▶ [Task requirements] Word for word and without images, transcribe all of the records.

Information supplied Start Marker

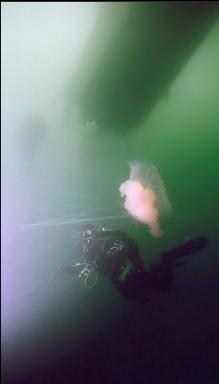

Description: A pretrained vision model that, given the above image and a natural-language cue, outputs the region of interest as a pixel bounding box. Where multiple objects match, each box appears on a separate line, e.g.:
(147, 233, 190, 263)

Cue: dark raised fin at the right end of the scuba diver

(161, 236, 208, 261)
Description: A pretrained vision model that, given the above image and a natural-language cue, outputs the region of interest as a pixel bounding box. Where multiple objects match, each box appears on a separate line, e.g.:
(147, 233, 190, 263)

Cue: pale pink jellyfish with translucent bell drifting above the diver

(119, 161, 171, 238)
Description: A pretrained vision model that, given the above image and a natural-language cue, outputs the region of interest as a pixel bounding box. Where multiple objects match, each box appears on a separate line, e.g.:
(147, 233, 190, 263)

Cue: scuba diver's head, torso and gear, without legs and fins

Information supplied End Marker

▶ [Written response]
Description: A pretrained vision model that, given the above image and a natural-language cue, outputs the region of interest as a pixel bounding box. Where multiple objects match, each box appears on a separate line, e.g.:
(147, 233, 190, 263)

Cue: dark raised fin at the right end of the scuba diver

(161, 236, 208, 261)
Description: A pretrained vision model that, given the above image and a natural-language cue, outputs the region of interest as a pixel bounding box. Where multiple objects match, each box appears on a separate line, e.g.:
(147, 233, 190, 263)

Cue: pale pink jellyfish with translucent bell drifting above the diver

(119, 161, 171, 238)
Description: A pretrained vision model that, given the above image and a natural-language cue, outputs the region of interest as a pixel bounding box. Where multiple objects match, each box appears on a separate line, e.g.:
(147, 233, 190, 263)

Cue: scuba diver's head, torso and gear, without legs and fins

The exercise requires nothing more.